**The records**
:::::

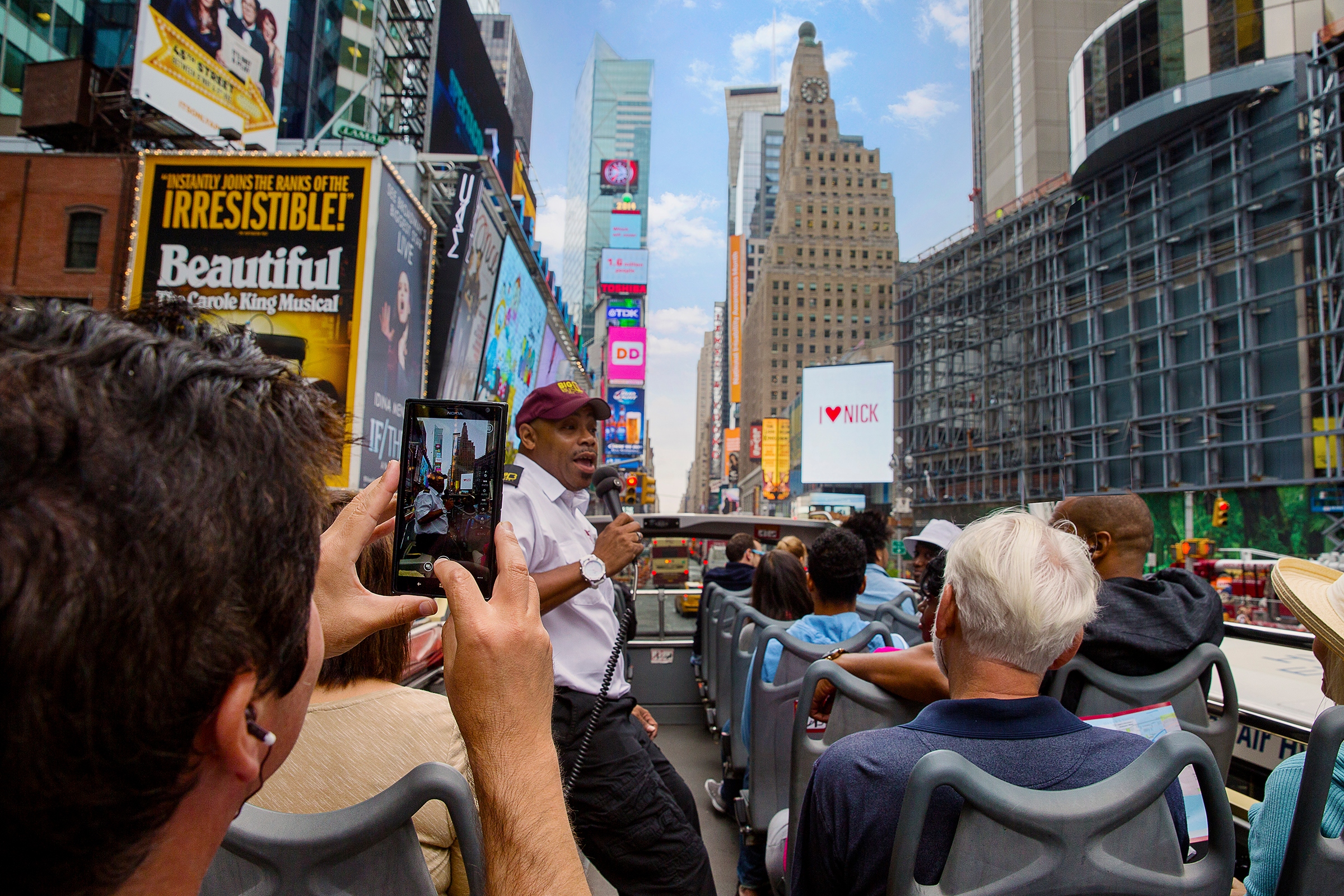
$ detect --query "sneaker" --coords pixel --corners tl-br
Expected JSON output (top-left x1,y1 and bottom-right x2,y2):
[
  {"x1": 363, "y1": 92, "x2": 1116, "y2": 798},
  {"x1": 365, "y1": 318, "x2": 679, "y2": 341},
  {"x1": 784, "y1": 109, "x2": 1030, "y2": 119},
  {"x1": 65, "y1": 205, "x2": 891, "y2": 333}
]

:::::

**Objective**
Could you return the items above line for line, with no changes and the pictures left out?

**Solution to the problem**
$ detect --query "sneaker" --coords pixel --corners tl-br
Expected JSON output (top-left x1,y1 and bottom-right x2,y2):
[
  {"x1": 363, "y1": 92, "x2": 1116, "y2": 798},
  {"x1": 365, "y1": 318, "x2": 679, "y2": 341},
  {"x1": 784, "y1": 109, "x2": 1030, "y2": 119},
  {"x1": 65, "y1": 205, "x2": 891, "y2": 333}
]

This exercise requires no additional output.